## The problem
Please restate the following records word for word.
══ Recorded data ══
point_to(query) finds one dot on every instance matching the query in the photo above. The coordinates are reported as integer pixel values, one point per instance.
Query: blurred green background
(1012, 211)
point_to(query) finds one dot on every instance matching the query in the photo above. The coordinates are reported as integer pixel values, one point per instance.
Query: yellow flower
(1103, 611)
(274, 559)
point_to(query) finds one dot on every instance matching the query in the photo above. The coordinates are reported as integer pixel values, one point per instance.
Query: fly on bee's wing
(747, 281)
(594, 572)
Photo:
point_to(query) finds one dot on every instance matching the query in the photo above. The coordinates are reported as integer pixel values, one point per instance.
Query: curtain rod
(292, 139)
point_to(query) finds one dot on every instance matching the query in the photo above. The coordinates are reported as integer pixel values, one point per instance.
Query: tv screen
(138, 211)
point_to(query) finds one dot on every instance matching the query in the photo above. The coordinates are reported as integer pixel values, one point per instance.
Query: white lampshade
═══
## Exercise answer
point_to(query) finds one dot on every instance matching the query in the photo above. The coordinates are reported as integer pixel values, one point per instance.
Query: blurred green background
(1012, 211)
point_to(query) finds one dot on every instance matching the query in the photo above. The coordinates are reported as integer pixel values, one point per instance.
Query: yellow flower
(1103, 611)
(274, 559)
point_to(query) finds one dot on every instance matching the query in the photo above. The coordinates are reported as integer pixel values, one point per instance.
Query: fly on bee's wing
(747, 281)
(594, 572)
Photo:
point_to(query) finds one dot on every instance matching the query in the photo above. The coordinates are reported as integer pixel values, one point per instance.
Query: curtain rod
(292, 139)
point_to(query) finds one dot on every instance matching the query in the photo above. The coordinates are reported as integer pixel values, one point per instance.
Query: tv screen
(138, 211)
point_to(query) finds one dot on every instance matching the query in the photo above. The coordinates are reported as integer pixel values, one point per instance.
Query: white lampshade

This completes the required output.